◆ Text extract
The government should find a middle ground, which was financially affordable and also contain the power outages to a tolerable level for the public.

Furthermore, a balance must be struck between the scheduled power outages in the urban and rural areas. Currently, the duration of power outages in villages is much longer than in cities. The cabinet members also stressed on the need to ensure that there were no unscheduled power outages and they should take place as announced.

Members from Balochistan highlighted that power outages in their province were about 12-14 hours long in cities and 13-20 hours in the rural areas, causing great hardships for the residents. The need for exploiting renewable energy options, such as solar, was also underscored.

The issue of supply of electricity to K-Electric from the national grid was also raised. It was pointed out that against the commitment of 1000MW, only 650-900MW was being supplied from the national grid to the city.

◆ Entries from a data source
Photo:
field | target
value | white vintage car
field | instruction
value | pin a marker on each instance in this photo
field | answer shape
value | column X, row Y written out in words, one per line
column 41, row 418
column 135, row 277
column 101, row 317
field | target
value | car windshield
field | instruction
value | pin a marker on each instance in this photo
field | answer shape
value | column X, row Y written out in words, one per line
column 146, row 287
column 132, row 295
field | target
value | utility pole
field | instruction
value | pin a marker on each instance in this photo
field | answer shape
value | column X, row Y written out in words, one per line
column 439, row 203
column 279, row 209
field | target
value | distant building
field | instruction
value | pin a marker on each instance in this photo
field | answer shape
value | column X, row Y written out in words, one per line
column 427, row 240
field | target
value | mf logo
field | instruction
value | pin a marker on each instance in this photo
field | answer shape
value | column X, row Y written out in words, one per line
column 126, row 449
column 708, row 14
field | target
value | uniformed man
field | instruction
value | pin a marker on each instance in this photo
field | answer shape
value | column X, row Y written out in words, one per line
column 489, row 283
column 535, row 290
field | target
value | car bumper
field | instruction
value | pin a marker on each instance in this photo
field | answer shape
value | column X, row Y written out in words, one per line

◆ Directions
**1)** Copy the text on power outages in full, word for word.
**2)** Reproduce the entries from their first line through the line containing "column 101, row 317", with "vintage" swapped for "classic" and nothing else changed.

◆ Task-by-task solutions
**1)**
The government should find a middle ground, which was financially affordable and also contain the power outages to a tolerable level for the public.

Furthermore, a balance must be struck between the scheduled power outages in the urban and rural areas. Currently, the duration of power outages in villages is much longer than in cities. The cabinet members also stressed on the need to ensure that there were no unscheduled power outages and they should take place as announced.

Members from Balochistan highlighted that power outages in their province were about 12-14 hours long in cities and 13-20 hours in the rural areas, causing great hardships for the residents. The need for exploiting renewable energy options, such as solar, was also underscored.

The issue of supply of electricity to K-Electric from the national grid was also raised. It was pointed out that against the commitment of 1000MW, only 650-900MW was being supplied from the national grid to the city.

**2)**
Photo:
field | target
value | white classic car
field | instruction
value | pin a marker on each instance in this photo
field | answer shape
value | column X, row Y written out in words, one per line
column 41, row 418
column 135, row 277
column 101, row 317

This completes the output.